#### Exercise directions:
Leave out the pictures and copy each record below exactly.

#### Supplied material:
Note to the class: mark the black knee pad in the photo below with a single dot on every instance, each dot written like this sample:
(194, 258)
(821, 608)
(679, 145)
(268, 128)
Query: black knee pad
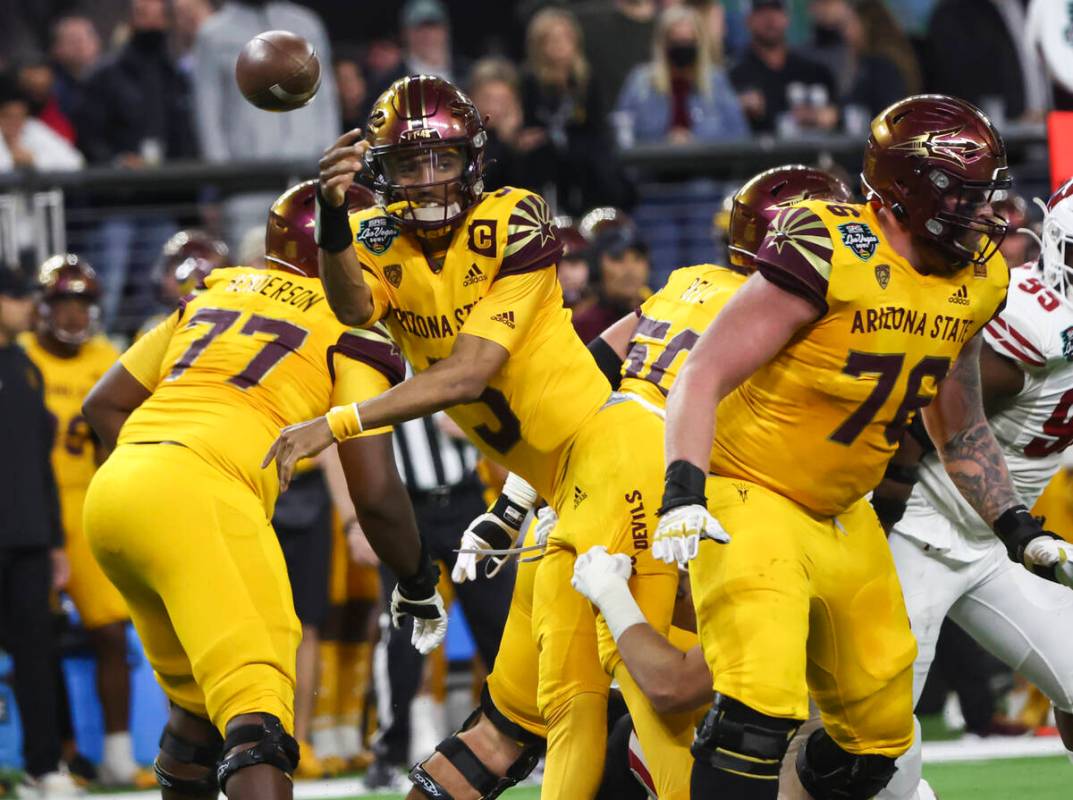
(272, 745)
(182, 750)
(734, 738)
(827, 772)
(466, 761)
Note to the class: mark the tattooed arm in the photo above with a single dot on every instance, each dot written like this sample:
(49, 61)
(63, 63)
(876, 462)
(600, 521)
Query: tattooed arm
(955, 420)
(956, 424)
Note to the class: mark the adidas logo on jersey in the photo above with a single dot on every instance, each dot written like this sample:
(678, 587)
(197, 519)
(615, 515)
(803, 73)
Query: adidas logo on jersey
(506, 317)
(578, 497)
(474, 276)
(960, 297)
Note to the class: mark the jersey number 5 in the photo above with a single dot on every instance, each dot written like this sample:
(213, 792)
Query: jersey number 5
(289, 338)
(649, 328)
(887, 367)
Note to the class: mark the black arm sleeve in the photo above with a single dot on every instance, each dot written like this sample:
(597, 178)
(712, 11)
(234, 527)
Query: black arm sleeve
(607, 360)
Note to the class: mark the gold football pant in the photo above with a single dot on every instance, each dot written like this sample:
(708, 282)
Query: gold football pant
(99, 603)
(607, 495)
(798, 604)
(201, 569)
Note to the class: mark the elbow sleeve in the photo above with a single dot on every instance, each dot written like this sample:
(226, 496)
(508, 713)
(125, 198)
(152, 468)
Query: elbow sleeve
(607, 360)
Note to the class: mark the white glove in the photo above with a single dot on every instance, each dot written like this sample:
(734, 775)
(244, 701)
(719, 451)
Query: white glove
(680, 530)
(597, 569)
(466, 563)
(495, 530)
(546, 520)
(602, 578)
(429, 619)
(1047, 551)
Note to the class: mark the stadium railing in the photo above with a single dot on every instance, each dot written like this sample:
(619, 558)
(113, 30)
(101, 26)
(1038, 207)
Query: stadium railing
(106, 211)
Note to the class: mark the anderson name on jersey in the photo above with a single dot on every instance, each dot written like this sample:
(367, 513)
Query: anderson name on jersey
(1035, 330)
(256, 351)
(819, 423)
(498, 282)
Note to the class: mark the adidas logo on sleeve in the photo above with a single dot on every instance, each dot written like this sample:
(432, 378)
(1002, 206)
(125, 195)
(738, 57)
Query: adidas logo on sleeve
(473, 276)
(506, 317)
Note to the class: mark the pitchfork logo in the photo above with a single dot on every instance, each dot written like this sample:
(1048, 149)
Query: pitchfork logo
(947, 145)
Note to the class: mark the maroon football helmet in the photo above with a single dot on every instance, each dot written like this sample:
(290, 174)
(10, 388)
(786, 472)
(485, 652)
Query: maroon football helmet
(186, 261)
(426, 151)
(289, 237)
(62, 277)
(763, 196)
(938, 163)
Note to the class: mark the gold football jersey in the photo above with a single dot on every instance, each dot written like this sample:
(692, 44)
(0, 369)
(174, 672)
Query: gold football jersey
(67, 383)
(498, 282)
(671, 322)
(254, 352)
(820, 421)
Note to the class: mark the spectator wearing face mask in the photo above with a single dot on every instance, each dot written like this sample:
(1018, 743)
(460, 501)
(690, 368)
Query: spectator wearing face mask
(573, 267)
(37, 80)
(566, 137)
(620, 265)
(75, 49)
(352, 87)
(867, 78)
(779, 88)
(26, 142)
(680, 95)
(427, 48)
(494, 89)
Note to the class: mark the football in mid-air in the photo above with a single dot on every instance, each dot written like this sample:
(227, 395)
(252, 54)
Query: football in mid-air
(278, 71)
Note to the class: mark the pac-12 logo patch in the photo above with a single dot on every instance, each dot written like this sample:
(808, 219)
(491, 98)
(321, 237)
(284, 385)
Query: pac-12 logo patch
(1068, 344)
(858, 238)
(377, 234)
(394, 273)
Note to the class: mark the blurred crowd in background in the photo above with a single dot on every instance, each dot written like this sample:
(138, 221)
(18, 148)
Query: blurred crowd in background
(566, 87)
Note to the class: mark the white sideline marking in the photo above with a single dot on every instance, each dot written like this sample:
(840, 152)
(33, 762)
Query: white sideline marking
(995, 746)
(959, 750)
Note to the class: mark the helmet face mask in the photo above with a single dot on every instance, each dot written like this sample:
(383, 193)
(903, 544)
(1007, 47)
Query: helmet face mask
(289, 235)
(426, 152)
(425, 184)
(70, 319)
(68, 312)
(939, 165)
(755, 205)
(186, 261)
(1056, 243)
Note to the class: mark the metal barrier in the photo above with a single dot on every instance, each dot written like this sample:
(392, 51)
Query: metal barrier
(119, 218)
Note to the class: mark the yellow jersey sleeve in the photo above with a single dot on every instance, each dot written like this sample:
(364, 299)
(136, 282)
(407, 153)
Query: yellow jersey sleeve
(506, 313)
(365, 364)
(530, 241)
(145, 358)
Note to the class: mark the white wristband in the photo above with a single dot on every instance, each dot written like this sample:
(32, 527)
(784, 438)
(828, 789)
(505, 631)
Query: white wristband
(518, 491)
(618, 607)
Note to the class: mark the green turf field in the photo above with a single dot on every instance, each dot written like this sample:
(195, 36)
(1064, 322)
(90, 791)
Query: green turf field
(1002, 779)
(1013, 779)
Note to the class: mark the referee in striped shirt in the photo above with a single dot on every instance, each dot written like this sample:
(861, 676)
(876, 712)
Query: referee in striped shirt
(439, 468)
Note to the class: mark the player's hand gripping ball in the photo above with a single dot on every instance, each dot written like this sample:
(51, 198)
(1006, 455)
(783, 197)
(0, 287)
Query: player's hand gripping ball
(278, 71)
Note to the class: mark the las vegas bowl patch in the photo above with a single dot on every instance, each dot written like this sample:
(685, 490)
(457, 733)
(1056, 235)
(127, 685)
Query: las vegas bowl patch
(377, 234)
(858, 238)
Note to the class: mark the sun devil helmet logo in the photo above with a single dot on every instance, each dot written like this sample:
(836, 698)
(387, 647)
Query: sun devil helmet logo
(946, 145)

#### Final result:
Note to the class: mark the black knee pad in the photo below with a single dot on every instance, each dot written like this sample:
(194, 258)
(821, 608)
(679, 145)
(268, 128)
Query: black knee pad
(272, 745)
(182, 750)
(734, 738)
(827, 772)
(466, 761)
Note to the class: mark the tattooed arm in the photo above with a single dot on every instance, each dot written like this sample:
(49, 61)
(63, 63)
(876, 462)
(600, 521)
Query: tattooed arm
(955, 420)
(956, 424)
Note to the class: mark the adidas logo on jersey in the photo above with a single dot on every instance, each dot written like this sample:
(678, 587)
(197, 519)
(615, 515)
(803, 73)
Query: adidas logo on jersey
(506, 317)
(578, 497)
(474, 276)
(960, 297)
Note to the class: mark the jersey number 5 in the photo above with a single dot on every instance, each dot written like this sample:
(213, 792)
Query: jersey number 5
(289, 338)
(649, 328)
(887, 367)
Note to the class: mark the black arm sleeve in the photo above with a single dot on every instance, each dot written like this sample:
(597, 178)
(712, 11)
(234, 527)
Query: black arm sleeve
(607, 360)
Note to the class: mark the gold football pant in the photo above with a single dot on every instance, each dot written like this sample:
(708, 282)
Query: gold football pant
(99, 603)
(607, 495)
(798, 604)
(201, 569)
Note to the class: mark the elbow sleeve in the photo above with a single dot on every instance, each dot written like this sample:
(226, 496)
(508, 713)
(125, 198)
(152, 468)
Query: elbow sleeve
(607, 360)
Note to the class: mark the white glove in the photo above with a single dot on every instance, each dot written like this sample:
(734, 775)
(244, 701)
(719, 451)
Query: white glove
(680, 530)
(597, 569)
(466, 563)
(495, 530)
(546, 520)
(602, 578)
(429, 619)
(1047, 551)
Note to the class: mark the stadium railing in the photo above with a single dot on every instance, each dot written like this sample:
(619, 558)
(113, 30)
(101, 26)
(1038, 207)
Query: stadium railing
(106, 211)
Note to the class: mark the anderson name on jersey in the photo above with a single dot on every instance, each dot written like this sample:
(367, 513)
Query: anderson name on jersey
(1035, 330)
(256, 351)
(819, 423)
(498, 282)
Note to the class: mark the adidas logo on sleeve in the photo above with a single dot on every instance, each dot written like this sample:
(432, 378)
(1002, 206)
(125, 195)
(738, 57)
Query: adidas logo on sleeve
(473, 276)
(506, 317)
Note to the class: mark the pitchfork logo in the photo above with a single dot on every instance, each dot written like this sample:
(1048, 149)
Query: pitchfork logo
(947, 145)
Note to the class: mark the maroon football helmet in the photo above with a single dot on every instance, each dot written like this sample:
(290, 174)
(10, 388)
(786, 472)
(485, 652)
Query: maroon football helmet
(186, 261)
(426, 151)
(289, 237)
(62, 277)
(763, 196)
(938, 163)
Note to the class: mark the gold football jersey in the photo above with a single dot on every instance, each dot written like this sample:
(692, 44)
(0, 369)
(174, 672)
Query: gold football jersey
(67, 383)
(498, 282)
(671, 322)
(254, 352)
(820, 421)
Note to the class: mark the spectator wearing face mask in the photo above with a single dot on every instance, each dot written like this sample:
(1018, 743)
(460, 501)
(690, 368)
Query: spectator wearing face mask
(573, 267)
(37, 80)
(566, 137)
(620, 265)
(75, 49)
(352, 87)
(867, 78)
(779, 88)
(26, 142)
(680, 95)
(427, 48)
(494, 89)
Note to the class: mark the football in mid-air in the photo above with a single dot on every instance, each dot written like this sample:
(227, 395)
(252, 54)
Query: football in mid-air
(278, 71)
Note to the class: mark the pac-12 logo patch in the photo above with a single dot on every instance, each dot written like this sample:
(808, 219)
(491, 98)
(321, 237)
(284, 385)
Query: pac-12 logo patch
(1068, 344)
(858, 238)
(377, 234)
(394, 273)
Note to the class: mark the blurred crowd in background in the photo above with a single dot on every instance, each dot written like this sample:
(138, 221)
(18, 148)
Query: blurred crowd in background
(566, 87)
Note to the class: mark the white sideline marking in the photo above with a single dot on every instance, each dot written like this sample:
(840, 152)
(33, 762)
Query: white sideline marking
(995, 746)
(959, 750)
Note to the class: mark the helmet face mask in the photo above with a single dot on every instance, each dot written like this sample:
(383, 193)
(903, 544)
(1007, 47)
Query: helmet face mask
(289, 235)
(426, 152)
(425, 184)
(70, 319)
(68, 312)
(939, 165)
(755, 205)
(186, 261)
(1056, 243)
Note to the class: mark the metal barrier in the photo above with a single dot on every instance, each dot written like this sample:
(392, 51)
Query: metal barrier
(119, 218)
Note to the class: mark the yellow jersey sleeve in the photo above with a single dot on every instance, each dot written like this sample:
(364, 299)
(136, 282)
(407, 153)
Query: yellow jersey sleeve
(506, 313)
(365, 364)
(530, 241)
(145, 358)
Note to the class: mark the white wristband in the photo above with a single dot on every instance, each dot written like this sample:
(32, 527)
(784, 438)
(828, 789)
(505, 631)
Query: white wristband
(518, 491)
(618, 607)
Note to the class: mark the green turf field in the photo above with a single dot on every instance, each dot written like this sample:
(195, 36)
(1064, 322)
(90, 791)
Query: green turf field
(1002, 779)
(1013, 779)
Note to the class: mark the referee in striped shirt in the photo above with a single dot on every instance, each dot written like this sample:
(861, 676)
(876, 712)
Query: referee in striped shirt
(439, 468)
Note to the class: mark the player's hand gripping ball in the photo above with a single dot on every instance, each dot written like this sample:
(51, 198)
(1006, 455)
(783, 197)
(0, 287)
Query: player's hand gripping ball
(278, 71)
Note to the class: mark the las vegas bowl patch in the photo above with a single dot on every instance, each dot written like this sample:
(685, 490)
(457, 733)
(1056, 235)
(127, 685)
Query: las vegas bowl patch
(377, 234)
(858, 238)
Note to the class: mark the sun devil helmet logo in the photo above with a single dot on every instance, each dot written like this sample:
(836, 698)
(387, 647)
Query: sun devil helmet logo
(946, 145)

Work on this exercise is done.